Wegen Corona schliesst Ende 2020 das Atrium Airport Hotel in Meyrin.
Während einer Demonstration fordern ehemalige Mitarbeiter ihre Gehälter.

 

Wer zu weit geht, riskiert viel

2020 – Corona-Pandemie. Die Krise schürt Ängste. Viele Menschen bangen um ihre Existenz, und immer zahlreicher bekunden sie ihren Unmut. Sie beschimpfen, drohen oder nötigen via Telegram, Twitter, Facebook & Co., per Mail, Post oder Telefon. In der Anonymität und in der Masse fühlen sie sich geschützt.

Besonders im Fokus von Hatespeech: Personen unter Schutz von fedpol – Magistratspersonen wie Bundesräte, Parlamentarierinnen oder exponierte Bundesangestellte.

fedpol verstärkt angesichts der steigenden Zahl der Meldungen gemeinsam mit den  Kantonspolizeien den Schutz der bedrohten Personen – und spricht die Absenderinnen und Absender von Hassbotschaften direkt an, bevor sie (oder andere) zur angedrohten Tat schreiten.

Zum Beispiel Erich F.*…

Auf Facebook lässt er seinem Frust freien Lauf. Schimpfend zieht er während des Lockdown im Frühling über einen von ihm namentlich genannten Mitarbeiter des Bundesamtes für Gesundheit (BAG) her. Sein Post wird von der Community x-fach geliked und geteilt.

fedpol identifiziert ihn und vereinbart mit dem BAG, dem Absender mittels einem sogenannten Grenzziehungsbrief mitzuteilen, dass sein Verhalten nicht toleriert und bei Wiederholung strafrechtliche Schritte geprüft würden.

Offensichtlich mit Erfolg: Von F. tauchen fortan keine Hasskommentare mehr auf.

Marcel B.* allerdings geht einen Schritt weiter.

Auch er ist coronamüde und wütend über die vorübergehende Schliessung seines Fitnessstudios. In einem Mail wünscht er einem Bundesrat den Tod.

• _Auszüge aus Datensatz_:
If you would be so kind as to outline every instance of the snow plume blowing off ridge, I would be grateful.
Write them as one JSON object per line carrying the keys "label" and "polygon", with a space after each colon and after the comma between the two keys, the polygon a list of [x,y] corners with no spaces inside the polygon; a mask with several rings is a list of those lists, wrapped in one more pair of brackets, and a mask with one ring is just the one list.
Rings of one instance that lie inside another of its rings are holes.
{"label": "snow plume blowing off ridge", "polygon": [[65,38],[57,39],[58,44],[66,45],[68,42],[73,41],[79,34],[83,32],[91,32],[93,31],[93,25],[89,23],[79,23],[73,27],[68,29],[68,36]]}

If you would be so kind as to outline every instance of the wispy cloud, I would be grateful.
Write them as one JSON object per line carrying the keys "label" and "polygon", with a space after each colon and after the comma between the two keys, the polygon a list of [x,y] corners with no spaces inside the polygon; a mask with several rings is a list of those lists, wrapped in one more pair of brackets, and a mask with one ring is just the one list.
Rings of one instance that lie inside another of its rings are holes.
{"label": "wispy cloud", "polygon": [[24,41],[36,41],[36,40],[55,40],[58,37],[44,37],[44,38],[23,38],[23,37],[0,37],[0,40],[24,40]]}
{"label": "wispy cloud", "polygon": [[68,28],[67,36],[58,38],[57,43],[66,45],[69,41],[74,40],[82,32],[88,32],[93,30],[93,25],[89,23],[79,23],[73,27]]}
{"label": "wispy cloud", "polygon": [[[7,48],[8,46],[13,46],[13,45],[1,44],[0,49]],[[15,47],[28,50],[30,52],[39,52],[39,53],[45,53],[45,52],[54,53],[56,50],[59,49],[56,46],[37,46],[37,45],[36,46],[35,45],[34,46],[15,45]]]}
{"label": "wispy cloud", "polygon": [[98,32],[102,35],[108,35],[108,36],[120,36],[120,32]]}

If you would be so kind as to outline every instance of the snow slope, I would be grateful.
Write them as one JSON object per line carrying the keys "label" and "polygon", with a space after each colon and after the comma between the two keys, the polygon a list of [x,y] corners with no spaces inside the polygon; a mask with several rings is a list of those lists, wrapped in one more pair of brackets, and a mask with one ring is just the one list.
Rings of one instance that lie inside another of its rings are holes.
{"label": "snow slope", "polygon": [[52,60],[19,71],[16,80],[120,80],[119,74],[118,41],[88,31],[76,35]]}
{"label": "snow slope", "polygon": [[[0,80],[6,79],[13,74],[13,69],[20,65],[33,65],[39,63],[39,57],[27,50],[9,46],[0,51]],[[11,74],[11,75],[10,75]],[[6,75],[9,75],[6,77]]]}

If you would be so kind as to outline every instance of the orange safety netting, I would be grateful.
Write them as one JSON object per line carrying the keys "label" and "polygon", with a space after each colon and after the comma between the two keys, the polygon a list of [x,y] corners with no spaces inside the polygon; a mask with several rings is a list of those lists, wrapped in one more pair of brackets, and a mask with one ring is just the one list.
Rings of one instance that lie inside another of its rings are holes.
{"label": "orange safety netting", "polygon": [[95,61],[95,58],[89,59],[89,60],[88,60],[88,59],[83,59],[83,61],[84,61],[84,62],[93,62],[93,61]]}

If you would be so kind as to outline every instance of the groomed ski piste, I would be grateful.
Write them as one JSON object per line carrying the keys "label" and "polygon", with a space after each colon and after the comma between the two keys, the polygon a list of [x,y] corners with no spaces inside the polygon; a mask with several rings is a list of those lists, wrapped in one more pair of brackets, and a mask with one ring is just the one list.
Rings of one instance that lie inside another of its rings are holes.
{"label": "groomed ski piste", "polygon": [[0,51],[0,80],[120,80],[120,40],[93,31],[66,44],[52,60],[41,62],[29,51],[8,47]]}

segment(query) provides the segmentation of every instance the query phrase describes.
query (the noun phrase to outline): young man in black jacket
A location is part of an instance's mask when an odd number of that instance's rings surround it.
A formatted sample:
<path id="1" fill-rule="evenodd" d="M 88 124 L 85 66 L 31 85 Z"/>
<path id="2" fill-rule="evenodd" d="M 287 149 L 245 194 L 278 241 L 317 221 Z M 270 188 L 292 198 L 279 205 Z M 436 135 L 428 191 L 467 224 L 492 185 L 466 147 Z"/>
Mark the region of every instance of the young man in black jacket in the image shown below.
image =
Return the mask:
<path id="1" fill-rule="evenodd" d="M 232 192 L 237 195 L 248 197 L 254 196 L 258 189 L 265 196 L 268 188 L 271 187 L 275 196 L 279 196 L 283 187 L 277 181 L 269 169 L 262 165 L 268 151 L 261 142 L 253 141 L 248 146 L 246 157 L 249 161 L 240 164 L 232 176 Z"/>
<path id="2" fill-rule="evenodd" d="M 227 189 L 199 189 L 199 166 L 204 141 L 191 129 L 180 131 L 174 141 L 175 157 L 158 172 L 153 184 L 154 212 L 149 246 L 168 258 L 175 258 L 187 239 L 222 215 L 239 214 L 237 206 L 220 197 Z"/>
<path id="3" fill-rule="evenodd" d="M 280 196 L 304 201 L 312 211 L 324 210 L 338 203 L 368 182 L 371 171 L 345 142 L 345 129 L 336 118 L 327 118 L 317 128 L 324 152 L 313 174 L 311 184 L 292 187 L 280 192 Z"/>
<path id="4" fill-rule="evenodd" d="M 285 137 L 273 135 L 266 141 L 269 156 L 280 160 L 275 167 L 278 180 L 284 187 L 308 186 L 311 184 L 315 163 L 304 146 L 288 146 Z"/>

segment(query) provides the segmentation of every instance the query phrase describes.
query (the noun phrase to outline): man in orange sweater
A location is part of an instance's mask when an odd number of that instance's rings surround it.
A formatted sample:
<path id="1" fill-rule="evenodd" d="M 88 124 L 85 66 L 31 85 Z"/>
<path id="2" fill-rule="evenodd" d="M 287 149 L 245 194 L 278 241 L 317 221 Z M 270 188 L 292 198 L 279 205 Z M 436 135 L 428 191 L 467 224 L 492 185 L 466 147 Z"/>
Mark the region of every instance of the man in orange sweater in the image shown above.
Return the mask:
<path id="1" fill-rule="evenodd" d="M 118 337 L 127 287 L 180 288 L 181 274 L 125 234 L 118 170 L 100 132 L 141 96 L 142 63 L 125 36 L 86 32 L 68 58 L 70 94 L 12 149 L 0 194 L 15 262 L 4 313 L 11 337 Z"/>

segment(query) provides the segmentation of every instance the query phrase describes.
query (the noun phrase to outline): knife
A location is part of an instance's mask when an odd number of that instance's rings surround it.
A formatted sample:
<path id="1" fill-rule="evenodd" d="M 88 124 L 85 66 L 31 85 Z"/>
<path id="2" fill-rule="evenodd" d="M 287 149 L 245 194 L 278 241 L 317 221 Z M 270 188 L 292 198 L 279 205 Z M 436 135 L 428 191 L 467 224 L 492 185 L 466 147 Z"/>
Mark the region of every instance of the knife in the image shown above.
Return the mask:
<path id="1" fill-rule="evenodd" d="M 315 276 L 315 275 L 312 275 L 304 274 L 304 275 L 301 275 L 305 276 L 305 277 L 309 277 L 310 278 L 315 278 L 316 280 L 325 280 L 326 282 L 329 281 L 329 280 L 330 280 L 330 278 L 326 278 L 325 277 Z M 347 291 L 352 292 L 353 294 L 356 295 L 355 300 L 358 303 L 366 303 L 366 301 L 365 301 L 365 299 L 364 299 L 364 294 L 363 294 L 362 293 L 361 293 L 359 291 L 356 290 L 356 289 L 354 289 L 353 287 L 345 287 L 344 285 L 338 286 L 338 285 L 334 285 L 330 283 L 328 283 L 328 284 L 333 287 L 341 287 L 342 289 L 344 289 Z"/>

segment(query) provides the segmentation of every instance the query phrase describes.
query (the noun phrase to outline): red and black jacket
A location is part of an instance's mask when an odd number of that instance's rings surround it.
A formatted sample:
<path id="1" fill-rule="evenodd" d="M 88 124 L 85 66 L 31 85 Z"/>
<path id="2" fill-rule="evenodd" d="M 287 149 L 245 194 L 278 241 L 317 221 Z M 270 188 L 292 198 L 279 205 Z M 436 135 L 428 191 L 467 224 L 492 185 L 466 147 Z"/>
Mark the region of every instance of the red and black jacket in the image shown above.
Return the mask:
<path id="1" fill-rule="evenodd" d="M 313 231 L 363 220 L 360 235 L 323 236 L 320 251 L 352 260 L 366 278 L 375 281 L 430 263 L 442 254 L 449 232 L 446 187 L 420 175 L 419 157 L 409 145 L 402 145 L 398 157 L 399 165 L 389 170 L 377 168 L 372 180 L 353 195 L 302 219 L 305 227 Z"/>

• _Aufgabenstellung_: Übertragen Sie den Satz „Sein Post wird von der Community x-fach geliked und geteilt.“ aus dem Text über Hassbotschaften in der Corona-Krise ins Englische.

• _Lösung_: His post is liked and shared many times over by the community.